Material for this task: Begin

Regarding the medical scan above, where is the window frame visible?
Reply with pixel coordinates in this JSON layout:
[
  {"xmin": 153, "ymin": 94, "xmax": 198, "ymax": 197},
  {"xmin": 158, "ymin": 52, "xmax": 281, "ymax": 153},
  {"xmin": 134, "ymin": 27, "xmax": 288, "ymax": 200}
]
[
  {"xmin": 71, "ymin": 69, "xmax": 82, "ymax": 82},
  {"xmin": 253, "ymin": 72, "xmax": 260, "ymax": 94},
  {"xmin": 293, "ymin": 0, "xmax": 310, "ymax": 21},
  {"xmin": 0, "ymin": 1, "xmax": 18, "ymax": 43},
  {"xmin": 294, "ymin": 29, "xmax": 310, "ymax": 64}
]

Material for this task: End

Assigned task: The records above are to be restated word for word.

Result of this exercise:
Regarding the medical scan above, where is the window frame visible?
Reply with pixel coordinates in this JSON layout:
[
  {"xmin": 153, "ymin": 94, "xmax": 198, "ymax": 197},
  {"xmin": 158, "ymin": 52, "xmax": 281, "ymax": 153},
  {"xmin": 134, "ymin": 27, "xmax": 288, "ymax": 200}
]
[
  {"xmin": 71, "ymin": 69, "xmax": 82, "ymax": 82},
  {"xmin": 253, "ymin": 72, "xmax": 260, "ymax": 94},
  {"xmin": 293, "ymin": 0, "xmax": 310, "ymax": 21},
  {"xmin": 0, "ymin": 1, "xmax": 18, "ymax": 43},
  {"xmin": 294, "ymin": 29, "xmax": 310, "ymax": 64}
]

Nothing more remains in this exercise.